Tugas yang Diberikan 1 | Terjemahkan kalimat "Upaya pencegahan yang selama ini dilakukan perlu disesuaikan." dari artikel tentang penularan Covid-19 melalui udara ke dalam bahasa Inggris.
Tugas yang Diberikan 2 | Salin persis bagian artikel tentang penularan Covid-19 melalui udara, dimulai dari "PANDEMI COVID-19: WHO" dan berakhir pada "telah menyandera dunia.".

Teks Hasil Ekstraksi |
--------------------------------
PANDEMI COVID-19: WHO Terbuka pada Bukti Korona Bertahan di Udara

GENEVA, RABU —Organisasi Kesehatan Dunia atau WHO mengumumkan adanya bukti baru yang menunjukkan Covid-19 kemungkinan bisa menular melalui udara. Para peneliti menemukan bukti, virus korona baru atau SARS-CoV-2 penyebab penyakit itu bisa berkelana sejauh 2 meter. Temuan baru itu akan dipublikasikan dalam waktu dekat.

”Kasusnya bertambah terus. Pekan ini saja ada 400.000 kasus baru dan kita belum sampai di puncaknya,” kata Direktur Jenderal WHO Tedros Adhanom Ghebreyesus, Rabu (8/7/2020). Menurut Tedros, virus korona baru penyebab Covid-19 telah menyandera dunia.

Senin lalu, kelompok peneliti beranggotakan 239 peneliti dari sejumlah negara menyebutkan, tetesan berukuran di bawah 5 mikrometer yang mengandung virus SARS-CoV-2 yang diembuskan seseorang bisa melayang di udara selama beberapa jam dan berkelana hingga puluhan meter. ”Kami harus terbuka pada bukti ini dan memahami implikasinya sehubungan dengan cara penularan dan tindakan yang perlu diambil untuk mencegahnya,” kata Benedetta Allegranzi, Kepala Bidang Pengendalian Infeksi WHO.

Baca juga : Ilmuwan Menyakini Virus Korona Menyebar lewat Udara

”Kemungkinan penularan melalui udara dalam pengaturan publik, terutama dalam kondisi yang sangat spesifik, padat, tertutup, pengaturan berventilasi buruk, tidak dapat dikesampingkan. Namun, bukti perlu dikumpulkan dan ditafsirkan, dan kami terus mendukung ini,” ujar Allegranzi, Selasa (7/7), di Geneva, Swiss.

Ketua Tim Teknis Penanganan Pandemi Covid-19 WHO Van Kerkhove mengatakan akan memublikasikan ringkasan ilmiah yang merangkum tingkat pengetahuan tentang cara penularan virus dalam beberapa hari mendatang. ”Paket intervensi yang komprehensif diperlukan untuk menghentikan transmisi,” ujarnya.

Baca jugaWHO Revisi Panduan Penggunaan Masker, Tiga Hal Baru Perlu Diperhatikan

Modifikasi protokol

Menyikapi informasi terbaru itu, Ketua Umum Perhimpunan Dokter Paru Indonesia (PDPI) Agus Dwi Susanto mengatakan, pernyataan WHO itu perlu diantisipasi secara cepat. Upaya pencegahan yang selama ini dilakukan perlu disesuaikan. ”Organisasi profesi masih membahas hal itu karena implikasinya bisa besar. Jika terbukti ada kemungkinan penularan secara airborne (udara), protokol kesehatan perlu modifikasi dan harus dijalankan lebih ketat,” ucap Agus.
--------------------------------
Data untuk Analisis |
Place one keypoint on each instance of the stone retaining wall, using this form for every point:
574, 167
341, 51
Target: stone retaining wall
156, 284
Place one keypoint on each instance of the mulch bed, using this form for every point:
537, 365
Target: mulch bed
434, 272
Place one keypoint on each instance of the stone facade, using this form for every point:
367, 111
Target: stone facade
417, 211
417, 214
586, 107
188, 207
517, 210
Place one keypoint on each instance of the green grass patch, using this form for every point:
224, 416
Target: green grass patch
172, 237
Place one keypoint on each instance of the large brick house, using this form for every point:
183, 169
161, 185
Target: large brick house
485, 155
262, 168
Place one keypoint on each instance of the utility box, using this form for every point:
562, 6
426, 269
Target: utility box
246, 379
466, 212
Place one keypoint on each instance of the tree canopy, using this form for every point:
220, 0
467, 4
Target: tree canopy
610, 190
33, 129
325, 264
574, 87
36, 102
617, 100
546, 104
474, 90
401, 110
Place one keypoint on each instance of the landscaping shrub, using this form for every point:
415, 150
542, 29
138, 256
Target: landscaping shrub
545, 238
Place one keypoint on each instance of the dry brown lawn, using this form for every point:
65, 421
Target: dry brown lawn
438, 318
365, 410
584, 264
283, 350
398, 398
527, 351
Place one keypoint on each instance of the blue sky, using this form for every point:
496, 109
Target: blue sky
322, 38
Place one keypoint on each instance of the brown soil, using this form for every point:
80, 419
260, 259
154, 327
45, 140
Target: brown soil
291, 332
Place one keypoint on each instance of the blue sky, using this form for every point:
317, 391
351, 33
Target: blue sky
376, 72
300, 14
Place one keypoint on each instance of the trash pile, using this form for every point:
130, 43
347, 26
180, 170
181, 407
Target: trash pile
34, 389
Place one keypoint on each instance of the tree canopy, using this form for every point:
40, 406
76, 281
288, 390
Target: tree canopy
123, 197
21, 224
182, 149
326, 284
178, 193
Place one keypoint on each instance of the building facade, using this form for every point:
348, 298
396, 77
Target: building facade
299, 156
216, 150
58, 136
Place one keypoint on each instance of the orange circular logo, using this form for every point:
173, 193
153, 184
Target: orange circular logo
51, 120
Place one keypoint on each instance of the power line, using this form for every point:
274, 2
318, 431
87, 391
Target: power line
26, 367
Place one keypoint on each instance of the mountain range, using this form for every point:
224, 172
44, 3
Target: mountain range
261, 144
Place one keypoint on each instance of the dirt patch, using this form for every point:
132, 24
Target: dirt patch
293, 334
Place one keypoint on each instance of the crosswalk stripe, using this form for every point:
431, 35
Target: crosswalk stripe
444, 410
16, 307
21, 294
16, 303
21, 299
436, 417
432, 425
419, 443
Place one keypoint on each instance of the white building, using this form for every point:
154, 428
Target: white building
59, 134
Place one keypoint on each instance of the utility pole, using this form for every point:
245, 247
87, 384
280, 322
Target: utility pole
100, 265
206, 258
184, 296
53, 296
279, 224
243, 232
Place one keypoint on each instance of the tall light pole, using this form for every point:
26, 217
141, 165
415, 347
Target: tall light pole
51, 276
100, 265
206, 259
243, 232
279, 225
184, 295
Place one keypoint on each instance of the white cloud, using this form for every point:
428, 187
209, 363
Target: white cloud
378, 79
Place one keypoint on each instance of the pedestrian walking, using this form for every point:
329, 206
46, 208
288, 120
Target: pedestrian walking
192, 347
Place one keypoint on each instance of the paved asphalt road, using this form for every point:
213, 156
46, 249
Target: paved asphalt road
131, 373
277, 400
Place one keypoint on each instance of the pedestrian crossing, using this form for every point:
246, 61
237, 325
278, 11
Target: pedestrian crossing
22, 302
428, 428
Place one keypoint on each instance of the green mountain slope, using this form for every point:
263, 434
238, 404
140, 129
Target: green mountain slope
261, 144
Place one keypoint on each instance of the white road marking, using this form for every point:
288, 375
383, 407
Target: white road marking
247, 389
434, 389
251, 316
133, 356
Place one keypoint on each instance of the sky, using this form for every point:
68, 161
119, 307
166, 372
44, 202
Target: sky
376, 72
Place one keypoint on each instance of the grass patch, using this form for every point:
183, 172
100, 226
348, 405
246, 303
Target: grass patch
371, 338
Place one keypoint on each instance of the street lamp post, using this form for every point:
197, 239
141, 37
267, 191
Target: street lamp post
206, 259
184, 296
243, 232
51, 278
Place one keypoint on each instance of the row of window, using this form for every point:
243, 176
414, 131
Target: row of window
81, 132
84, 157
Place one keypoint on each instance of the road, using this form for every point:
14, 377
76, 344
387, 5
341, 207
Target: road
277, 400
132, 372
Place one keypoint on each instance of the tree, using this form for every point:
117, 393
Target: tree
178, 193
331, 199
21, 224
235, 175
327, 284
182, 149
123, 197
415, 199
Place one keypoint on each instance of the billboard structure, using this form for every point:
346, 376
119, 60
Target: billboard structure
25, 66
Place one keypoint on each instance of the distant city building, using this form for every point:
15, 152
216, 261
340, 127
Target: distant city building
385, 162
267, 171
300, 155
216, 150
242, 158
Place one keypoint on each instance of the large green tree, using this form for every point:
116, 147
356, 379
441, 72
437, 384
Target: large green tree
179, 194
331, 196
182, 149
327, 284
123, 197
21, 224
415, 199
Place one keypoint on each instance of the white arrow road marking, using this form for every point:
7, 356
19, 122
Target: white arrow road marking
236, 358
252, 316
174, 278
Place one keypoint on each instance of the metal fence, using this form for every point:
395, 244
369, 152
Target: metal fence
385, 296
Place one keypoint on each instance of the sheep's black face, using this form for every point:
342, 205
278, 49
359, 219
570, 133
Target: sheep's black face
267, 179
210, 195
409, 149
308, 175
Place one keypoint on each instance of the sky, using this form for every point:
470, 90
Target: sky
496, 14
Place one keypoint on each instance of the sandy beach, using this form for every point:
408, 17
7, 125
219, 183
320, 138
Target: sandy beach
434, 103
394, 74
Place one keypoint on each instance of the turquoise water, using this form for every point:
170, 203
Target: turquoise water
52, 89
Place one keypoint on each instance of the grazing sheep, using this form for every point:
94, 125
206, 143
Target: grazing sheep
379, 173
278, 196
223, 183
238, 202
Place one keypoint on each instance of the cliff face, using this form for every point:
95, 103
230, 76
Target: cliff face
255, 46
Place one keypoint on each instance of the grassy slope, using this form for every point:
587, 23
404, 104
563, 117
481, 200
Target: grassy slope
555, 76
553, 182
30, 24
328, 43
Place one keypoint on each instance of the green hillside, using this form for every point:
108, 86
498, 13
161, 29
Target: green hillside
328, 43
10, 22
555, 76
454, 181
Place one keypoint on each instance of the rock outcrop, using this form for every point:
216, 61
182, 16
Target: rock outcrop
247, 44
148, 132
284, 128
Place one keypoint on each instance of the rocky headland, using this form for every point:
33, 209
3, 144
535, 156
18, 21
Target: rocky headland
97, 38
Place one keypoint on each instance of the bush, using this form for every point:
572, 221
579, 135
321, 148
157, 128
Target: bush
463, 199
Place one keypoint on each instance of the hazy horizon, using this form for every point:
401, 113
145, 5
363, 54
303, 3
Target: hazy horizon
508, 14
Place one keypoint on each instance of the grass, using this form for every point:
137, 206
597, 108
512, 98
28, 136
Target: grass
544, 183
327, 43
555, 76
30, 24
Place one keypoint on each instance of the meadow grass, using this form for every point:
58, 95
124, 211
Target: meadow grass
--------------------------------
Hasil Tugas 1 | The prevention efforts that have been carried out so far need to be adjusted.

Hasil Tugas 2 |
PANDEMI COVID-19: WHO Terbuka pada Bukti Korona Bertahan di Udara

GENEVA, RABU —Organisasi Kesehatan Dunia atau WHO mengumumkan adanya bukti baru yang menunjukkan Covid-19 kemungkinan bisa menular melalui udara. Para peneliti menemukan bukti, virus korona baru atau SARS-CoV-2 penyebab penyakit itu bisa berkelana sejauh 2 meter. Temuan baru itu akan dipublikasikan dalam waktu dekat.

”Kasusnya bertambah terus. Pekan ini saja ada 400.000 kasus baru dan kita belum sampai di puncaknya,” kata Direktur Jenderal WHO Tedros Adhanom Ghebreyesus, Rabu (8/7/2020). Menurut Tedros, virus korona baru penyebab Covid-19 telah menyandera dunia.